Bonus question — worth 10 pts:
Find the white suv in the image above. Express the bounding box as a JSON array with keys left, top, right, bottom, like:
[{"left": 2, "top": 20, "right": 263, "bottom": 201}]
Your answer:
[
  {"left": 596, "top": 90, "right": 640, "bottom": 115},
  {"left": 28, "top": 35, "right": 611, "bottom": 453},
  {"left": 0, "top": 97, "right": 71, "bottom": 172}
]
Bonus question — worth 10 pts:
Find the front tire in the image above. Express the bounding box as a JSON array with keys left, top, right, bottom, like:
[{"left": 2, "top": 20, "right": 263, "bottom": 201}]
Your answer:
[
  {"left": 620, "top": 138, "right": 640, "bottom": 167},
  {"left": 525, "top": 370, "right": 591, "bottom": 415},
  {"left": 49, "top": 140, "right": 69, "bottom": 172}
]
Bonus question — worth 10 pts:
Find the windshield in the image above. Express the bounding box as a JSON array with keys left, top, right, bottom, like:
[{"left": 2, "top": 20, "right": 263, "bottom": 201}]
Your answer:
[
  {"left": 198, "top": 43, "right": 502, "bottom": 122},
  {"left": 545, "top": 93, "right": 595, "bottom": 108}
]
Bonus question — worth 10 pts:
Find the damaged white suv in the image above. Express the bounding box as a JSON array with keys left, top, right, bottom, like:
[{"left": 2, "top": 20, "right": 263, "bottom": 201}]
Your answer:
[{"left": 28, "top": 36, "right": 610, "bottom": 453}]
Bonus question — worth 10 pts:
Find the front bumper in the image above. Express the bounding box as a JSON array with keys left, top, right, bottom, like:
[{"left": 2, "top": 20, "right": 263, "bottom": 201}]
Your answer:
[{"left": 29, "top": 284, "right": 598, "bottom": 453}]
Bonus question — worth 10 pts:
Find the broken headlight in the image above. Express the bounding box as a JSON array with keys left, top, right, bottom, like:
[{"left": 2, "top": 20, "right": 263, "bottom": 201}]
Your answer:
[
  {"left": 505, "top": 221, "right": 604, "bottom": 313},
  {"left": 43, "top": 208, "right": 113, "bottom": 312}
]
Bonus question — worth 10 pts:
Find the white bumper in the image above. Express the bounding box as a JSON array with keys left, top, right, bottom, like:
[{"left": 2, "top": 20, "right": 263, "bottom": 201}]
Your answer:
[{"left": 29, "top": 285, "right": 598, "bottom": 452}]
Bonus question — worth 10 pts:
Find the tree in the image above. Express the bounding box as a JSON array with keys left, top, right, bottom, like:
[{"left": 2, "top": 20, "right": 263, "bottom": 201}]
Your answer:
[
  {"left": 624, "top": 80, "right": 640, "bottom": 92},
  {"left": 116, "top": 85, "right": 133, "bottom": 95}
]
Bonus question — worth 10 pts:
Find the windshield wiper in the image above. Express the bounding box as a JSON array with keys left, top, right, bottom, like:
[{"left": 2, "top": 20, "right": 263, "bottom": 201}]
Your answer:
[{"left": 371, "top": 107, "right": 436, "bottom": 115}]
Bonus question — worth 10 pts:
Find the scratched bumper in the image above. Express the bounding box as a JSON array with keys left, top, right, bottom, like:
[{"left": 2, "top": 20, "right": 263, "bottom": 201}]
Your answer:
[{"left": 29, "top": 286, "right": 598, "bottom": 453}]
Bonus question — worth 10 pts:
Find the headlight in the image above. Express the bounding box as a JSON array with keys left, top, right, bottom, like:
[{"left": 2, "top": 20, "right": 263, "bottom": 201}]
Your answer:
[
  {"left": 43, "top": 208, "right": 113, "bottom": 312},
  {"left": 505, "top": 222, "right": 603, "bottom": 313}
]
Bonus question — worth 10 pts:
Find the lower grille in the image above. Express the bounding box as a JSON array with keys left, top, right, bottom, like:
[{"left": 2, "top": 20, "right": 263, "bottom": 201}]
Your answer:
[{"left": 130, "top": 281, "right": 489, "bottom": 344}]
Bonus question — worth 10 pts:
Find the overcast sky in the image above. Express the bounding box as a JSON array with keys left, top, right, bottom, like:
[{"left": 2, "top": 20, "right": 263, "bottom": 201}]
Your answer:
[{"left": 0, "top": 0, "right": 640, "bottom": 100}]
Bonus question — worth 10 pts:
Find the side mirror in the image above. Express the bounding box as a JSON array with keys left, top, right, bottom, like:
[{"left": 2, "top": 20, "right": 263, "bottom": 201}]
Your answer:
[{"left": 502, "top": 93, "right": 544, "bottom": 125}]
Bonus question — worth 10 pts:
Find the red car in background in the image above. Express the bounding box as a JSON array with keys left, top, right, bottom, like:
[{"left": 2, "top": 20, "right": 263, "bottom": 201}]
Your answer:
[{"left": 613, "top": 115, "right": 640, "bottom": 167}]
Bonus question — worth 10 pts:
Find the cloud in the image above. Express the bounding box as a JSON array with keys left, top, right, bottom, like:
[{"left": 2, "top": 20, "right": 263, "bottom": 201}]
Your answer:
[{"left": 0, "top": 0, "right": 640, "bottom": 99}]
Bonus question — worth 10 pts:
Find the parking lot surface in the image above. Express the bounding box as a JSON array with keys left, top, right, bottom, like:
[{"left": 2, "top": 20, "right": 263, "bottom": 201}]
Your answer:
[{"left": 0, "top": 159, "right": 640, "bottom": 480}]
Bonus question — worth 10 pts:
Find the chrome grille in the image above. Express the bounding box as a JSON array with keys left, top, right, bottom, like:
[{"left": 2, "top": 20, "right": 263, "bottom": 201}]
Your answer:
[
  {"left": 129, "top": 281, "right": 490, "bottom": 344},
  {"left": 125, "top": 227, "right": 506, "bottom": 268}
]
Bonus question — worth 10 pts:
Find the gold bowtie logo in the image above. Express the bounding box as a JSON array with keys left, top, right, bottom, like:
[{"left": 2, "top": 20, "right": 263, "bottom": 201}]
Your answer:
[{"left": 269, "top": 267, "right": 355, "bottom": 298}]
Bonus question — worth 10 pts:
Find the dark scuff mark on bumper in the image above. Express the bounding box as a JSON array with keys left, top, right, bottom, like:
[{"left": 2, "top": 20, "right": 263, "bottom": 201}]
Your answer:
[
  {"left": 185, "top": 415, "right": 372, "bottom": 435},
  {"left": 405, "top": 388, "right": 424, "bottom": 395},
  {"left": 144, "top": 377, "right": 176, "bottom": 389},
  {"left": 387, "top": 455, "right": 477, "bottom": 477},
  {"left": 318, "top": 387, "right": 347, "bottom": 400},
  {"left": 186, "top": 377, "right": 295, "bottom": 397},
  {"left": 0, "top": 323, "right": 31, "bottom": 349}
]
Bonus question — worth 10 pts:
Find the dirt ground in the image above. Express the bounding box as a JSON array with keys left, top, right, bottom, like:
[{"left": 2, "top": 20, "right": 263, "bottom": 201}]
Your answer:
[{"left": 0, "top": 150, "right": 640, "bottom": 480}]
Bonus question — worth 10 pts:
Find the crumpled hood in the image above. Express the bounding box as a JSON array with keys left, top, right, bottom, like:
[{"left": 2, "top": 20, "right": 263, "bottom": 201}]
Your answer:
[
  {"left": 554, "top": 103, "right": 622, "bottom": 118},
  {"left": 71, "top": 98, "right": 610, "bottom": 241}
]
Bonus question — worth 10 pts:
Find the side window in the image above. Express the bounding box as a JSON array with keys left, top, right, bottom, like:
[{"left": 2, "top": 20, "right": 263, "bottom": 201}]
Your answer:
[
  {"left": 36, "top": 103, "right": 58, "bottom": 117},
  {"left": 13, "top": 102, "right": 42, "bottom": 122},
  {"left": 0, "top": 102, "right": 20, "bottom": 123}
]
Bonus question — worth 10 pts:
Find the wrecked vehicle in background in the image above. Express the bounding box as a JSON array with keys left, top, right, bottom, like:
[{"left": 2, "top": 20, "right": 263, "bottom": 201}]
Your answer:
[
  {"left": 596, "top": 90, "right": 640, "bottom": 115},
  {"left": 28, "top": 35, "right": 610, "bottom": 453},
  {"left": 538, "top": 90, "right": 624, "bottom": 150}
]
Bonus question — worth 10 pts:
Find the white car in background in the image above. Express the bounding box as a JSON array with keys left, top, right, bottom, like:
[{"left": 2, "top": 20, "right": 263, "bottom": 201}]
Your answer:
******
Please identify each line in the material above that contains the string "grille" and copy those lines out in full.

=== ANSWER IN FULL ===
Find the lower grille in the image above. Express the bounding box as a JSON array with keys left, top, right, bottom, like:
Find the chrome grille in the image above. Express the bounding box as a JSON array with keys left, top, right, bottom, like:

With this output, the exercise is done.